>> Begin Data provided
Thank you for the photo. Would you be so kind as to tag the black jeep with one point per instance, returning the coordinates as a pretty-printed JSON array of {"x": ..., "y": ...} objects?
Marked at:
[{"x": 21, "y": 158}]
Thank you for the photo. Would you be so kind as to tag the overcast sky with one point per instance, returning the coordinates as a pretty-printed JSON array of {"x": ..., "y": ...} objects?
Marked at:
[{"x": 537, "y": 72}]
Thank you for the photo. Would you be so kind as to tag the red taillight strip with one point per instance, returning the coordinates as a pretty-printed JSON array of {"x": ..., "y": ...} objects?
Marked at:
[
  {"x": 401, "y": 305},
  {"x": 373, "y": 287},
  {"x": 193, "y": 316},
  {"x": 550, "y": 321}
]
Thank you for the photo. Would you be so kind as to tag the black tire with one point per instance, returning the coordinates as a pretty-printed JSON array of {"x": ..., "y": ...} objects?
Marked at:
>> End Data provided
_Problem:_ Reproduce every row above verbatim, keeping each line and its characters unchanged.

_Exercise response:_
Thank you for the photo. Would you be so kind as to tag the black jeep with one point per instance, returning the coordinates as a pretty-printed JSON array of {"x": ..., "y": ...} objects?
Marked at:
[{"x": 21, "y": 158}]
Thank you for the photo. Would you be so kind as to tag the overcast sky with one point per instance, returning the coordinates as a pretty-printed JSON array of {"x": ..., "y": ...} objects?
Marked at:
[{"x": 537, "y": 72}]
Thank you for the photo. Would you be so kind as to tag the red taillight strip with one point per instance, returning the coordinates as a pretty-printed JSON array of {"x": ..., "y": ...} objects?
Marked at:
[
  {"x": 401, "y": 305},
  {"x": 373, "y": 287},
  {"x": 193, "y": 316},
  {"x": 550, "y": 321}
]
Thank you for the photo. Would you be so kind as to tag the black tire with one point per instance, returning the coordinates as a pretty-printed JSON array of {"x": ..., "y": ...} objects?
Marked at:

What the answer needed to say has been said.